A ruptura definitiva ocorreu em 1580, quando a Fórmula da Concórdia[2] declarou os reformados – junto com anabatistas, seguidores de Schwenckfeld, flacianos e antitrinitaristas – como hereges. Muitos príncipes evangélicos alemães, contrários à Fórmula da Concórdia, foram assim praticamente empurrados ao calvinismo – um efeito talvez não intencional, mas aceito em nome de uma suposta unidade doutrinária mais forte. O dito popular em voga por volta de 1600, “Melhor papista que calvinista“, não era apenas uma frase de efeito, mas sim doutrina oficial da ortodoxia luterana. Essa “briga de padres”, como foi frequentemente criticada, ajuda a explicar por que a Saxônia Luterana não hesitou, durante a Guerra dos Trinta Anos, em pegar em armas ao lado da Liga Católica contra a União Evangélica, liderada por calvinistas.
Desde a fundação da União dos Príncipes Evangélicos por Christian von Anhalt, em 1609, e da Liga Católica sob Maximilian da Baviera, em 1610, a produção publicística ligada ao conflito político e religioso cresceu vertiginosamente. A partir desse momento, o tom das disputas tornou-se cada vez mais rancoroso e a confrontação parecia inevitável. Se os panfletos da época de Lutero podem ser considerados o primeiro meio de comunicação de massa da era moderna, a Guerra dos Trinta Anos marcou, de fato, o nascimento da propaganda moderna. O conflito foi preparado de forma deliberada por meio de textos e, em cada fase, acompanhado por uma campanha publicitária orquestrada.

**EXERCÍCIO CURTO A**
Selecione nos registros todas as linhas que contêm a palavra "dirt" e copie cada uma delas.
O trecho selecionado e os registros vêm de fontes diferentes.

Entradas de apontamento de objetos rotulados
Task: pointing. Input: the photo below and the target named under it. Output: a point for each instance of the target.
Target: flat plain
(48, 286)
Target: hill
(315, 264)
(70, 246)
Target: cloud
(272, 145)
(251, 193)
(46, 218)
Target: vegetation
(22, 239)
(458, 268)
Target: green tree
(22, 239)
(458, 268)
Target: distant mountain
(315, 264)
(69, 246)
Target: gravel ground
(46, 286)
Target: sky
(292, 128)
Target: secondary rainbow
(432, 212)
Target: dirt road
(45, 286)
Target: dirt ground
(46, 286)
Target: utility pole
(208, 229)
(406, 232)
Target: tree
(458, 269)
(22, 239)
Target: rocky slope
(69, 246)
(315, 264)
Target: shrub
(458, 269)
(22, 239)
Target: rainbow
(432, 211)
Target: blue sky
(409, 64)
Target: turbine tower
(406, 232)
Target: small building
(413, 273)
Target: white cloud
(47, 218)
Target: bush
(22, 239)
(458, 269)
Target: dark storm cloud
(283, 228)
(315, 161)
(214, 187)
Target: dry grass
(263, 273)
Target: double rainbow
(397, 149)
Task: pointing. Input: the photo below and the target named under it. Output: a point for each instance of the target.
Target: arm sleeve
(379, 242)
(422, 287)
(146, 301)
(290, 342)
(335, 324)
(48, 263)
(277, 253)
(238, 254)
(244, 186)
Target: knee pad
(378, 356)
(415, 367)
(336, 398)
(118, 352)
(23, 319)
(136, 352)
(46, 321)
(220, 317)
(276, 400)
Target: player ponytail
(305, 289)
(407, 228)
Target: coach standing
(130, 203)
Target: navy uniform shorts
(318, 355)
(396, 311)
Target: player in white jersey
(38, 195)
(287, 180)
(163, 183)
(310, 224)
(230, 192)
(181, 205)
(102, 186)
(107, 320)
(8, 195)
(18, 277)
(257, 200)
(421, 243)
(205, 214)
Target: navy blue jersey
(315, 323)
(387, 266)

**EXERCÍCIO CURTO B**
Cite o trecho selecionado na íntegra, sem nenhuma alteração.

**RESPOSTA COMPLETA A**
Target: dirt road
Target: dirt ground

**RESPOSTA COMPLETA B**
A ruptura definitiva ocorreu em 1580, quando a Fórmula da Concórdia[2] declarou os reformados – junto com anabatistas, seguidores de Schwenckfeld, flacianos e antitrinitaristas – como hereges. Muitos príncipes evangélicos alemães, contrários à Fórmula da Concórdia, foram assim praticamente empurrados ao calvinismo – um efeito talvez não intencional, mas aceito em nome de uma suposta unidade doutrinária mais forte. O dito popular em voga por volta de 1600, “Melhor papista que calvinista“, não era apenas uma frase de efeito, mas sim doutrina oficial da ortodoxia luterana. Essa “briga de padres”, como foi frequentemente criticada, ajuda a explicar por que a Saxônia Luterana não hesitou, durante a Guerra dos Trinta Anos, em pegar em armas ao lado da Liga Católica contra a União Evangélica, liderada por calvinistas.
Desde a fundação da União dos Príncipes Evangélicos por Christian von Anhalt, em 1609, e da Liga Católica sob Maximilian da Baviera, em 1610, a produção publicística ligada ao conflito político e religioso cresceu vertiginosamente. A partir desse momento, o tom das disputas tornou-se cada vez mais rancoroso e a confrontação parecia inevitável. Se os panfletos da época de Lutero podem ser considerados o primeiro meio de comunicação de massa da era moderna, a Guerra dos Trinta Anos marcou, de fato, o nascimento da propaganda moderna. O conflito foi preparado de forma deliberada por meio de textos e, em cada fase, acompanhado por uma campanha publicitária orquestrada.